A block of data
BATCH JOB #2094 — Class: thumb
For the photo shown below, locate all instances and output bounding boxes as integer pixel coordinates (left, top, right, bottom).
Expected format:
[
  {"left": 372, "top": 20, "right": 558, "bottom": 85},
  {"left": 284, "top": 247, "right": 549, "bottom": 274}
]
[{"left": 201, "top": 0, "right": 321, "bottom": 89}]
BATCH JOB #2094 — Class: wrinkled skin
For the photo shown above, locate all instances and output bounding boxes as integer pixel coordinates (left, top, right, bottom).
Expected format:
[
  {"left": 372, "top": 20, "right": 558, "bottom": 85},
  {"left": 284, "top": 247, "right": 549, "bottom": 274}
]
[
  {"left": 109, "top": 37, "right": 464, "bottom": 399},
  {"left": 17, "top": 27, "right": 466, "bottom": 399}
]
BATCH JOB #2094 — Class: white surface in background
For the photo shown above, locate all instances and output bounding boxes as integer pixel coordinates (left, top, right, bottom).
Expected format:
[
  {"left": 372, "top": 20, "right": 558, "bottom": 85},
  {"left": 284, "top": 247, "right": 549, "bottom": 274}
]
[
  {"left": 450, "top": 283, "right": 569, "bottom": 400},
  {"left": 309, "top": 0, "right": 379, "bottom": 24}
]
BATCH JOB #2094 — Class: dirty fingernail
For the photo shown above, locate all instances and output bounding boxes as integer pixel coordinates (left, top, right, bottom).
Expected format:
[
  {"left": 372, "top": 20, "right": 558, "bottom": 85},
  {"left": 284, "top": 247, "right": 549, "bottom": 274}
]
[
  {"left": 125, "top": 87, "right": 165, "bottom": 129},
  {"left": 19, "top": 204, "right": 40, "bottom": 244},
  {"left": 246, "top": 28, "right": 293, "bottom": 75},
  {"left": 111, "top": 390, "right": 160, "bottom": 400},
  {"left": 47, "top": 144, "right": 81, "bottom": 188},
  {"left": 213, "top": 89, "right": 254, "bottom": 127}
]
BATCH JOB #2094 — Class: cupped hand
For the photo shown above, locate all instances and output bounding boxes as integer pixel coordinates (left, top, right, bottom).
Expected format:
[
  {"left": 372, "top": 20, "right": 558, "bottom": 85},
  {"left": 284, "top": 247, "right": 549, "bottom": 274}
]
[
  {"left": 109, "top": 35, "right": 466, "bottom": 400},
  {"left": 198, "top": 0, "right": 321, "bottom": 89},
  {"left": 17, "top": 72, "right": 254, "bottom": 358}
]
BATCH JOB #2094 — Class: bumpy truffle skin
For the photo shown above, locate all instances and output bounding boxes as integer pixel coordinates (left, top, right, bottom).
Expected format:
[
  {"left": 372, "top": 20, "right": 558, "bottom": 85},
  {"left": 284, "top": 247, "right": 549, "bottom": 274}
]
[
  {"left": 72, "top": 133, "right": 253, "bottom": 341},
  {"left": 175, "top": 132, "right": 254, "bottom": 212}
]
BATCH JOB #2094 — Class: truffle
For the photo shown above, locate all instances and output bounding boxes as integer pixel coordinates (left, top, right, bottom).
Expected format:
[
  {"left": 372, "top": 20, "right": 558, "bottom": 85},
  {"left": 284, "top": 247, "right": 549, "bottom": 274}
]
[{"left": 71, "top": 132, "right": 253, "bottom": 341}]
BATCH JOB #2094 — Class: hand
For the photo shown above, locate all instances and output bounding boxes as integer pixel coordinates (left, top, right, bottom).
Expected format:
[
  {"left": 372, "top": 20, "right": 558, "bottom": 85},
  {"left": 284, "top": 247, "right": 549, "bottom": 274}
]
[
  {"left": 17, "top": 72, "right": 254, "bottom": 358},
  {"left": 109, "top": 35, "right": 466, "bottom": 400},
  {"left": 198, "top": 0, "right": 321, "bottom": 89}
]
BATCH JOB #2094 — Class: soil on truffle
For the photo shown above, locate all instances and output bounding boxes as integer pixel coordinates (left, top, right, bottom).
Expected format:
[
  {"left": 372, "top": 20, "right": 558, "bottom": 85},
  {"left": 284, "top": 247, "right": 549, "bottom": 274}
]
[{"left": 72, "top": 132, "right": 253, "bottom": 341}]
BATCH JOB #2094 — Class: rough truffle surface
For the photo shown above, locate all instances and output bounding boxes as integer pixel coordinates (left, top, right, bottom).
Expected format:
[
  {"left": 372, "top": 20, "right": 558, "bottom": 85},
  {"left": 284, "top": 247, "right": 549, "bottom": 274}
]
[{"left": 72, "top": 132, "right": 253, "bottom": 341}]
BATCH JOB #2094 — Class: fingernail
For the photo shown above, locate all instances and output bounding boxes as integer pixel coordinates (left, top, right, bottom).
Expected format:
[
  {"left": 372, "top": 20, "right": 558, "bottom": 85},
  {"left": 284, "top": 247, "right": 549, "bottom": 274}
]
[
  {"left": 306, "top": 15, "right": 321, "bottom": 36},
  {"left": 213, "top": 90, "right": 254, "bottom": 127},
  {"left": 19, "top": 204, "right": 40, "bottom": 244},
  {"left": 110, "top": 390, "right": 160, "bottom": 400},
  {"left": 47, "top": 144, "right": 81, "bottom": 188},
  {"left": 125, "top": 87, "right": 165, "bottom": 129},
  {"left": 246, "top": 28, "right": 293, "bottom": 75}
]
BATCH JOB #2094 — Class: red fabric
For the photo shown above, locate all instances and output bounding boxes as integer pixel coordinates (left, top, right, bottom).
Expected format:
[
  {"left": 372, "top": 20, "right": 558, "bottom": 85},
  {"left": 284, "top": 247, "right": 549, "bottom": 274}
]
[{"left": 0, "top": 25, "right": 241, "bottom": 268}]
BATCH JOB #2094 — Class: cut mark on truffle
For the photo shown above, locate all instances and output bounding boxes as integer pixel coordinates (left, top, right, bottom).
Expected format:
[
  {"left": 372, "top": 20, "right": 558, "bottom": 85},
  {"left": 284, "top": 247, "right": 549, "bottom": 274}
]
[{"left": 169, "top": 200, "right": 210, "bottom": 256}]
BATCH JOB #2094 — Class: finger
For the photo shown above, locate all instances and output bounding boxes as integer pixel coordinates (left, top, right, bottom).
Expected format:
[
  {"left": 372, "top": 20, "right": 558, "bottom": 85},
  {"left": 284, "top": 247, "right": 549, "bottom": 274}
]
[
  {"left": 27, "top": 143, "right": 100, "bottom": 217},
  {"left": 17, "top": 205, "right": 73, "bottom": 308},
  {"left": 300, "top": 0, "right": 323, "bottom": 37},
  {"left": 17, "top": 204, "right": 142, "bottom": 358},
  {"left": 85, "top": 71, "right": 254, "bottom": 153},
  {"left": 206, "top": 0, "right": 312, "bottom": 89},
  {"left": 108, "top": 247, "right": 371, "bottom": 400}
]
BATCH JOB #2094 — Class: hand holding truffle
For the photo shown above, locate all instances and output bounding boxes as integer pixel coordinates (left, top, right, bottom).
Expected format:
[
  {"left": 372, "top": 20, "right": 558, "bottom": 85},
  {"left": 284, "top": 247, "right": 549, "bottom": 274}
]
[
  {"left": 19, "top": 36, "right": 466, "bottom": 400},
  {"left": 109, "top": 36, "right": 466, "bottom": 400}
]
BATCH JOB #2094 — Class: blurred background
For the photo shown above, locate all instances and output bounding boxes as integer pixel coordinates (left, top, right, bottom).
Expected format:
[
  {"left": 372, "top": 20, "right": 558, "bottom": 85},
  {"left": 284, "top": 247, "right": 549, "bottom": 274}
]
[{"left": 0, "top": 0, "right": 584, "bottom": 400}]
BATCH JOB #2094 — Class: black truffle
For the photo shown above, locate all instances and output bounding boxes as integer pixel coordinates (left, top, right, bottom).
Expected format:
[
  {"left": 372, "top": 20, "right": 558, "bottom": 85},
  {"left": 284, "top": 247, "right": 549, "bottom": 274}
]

### Given problem
Please list every line from the entries above that contains the word "background", giving each line in full.

### Task solution
BATCH JOB #2094 — Class: white surface in background
BATCH JOB #2094 — Class: blurred background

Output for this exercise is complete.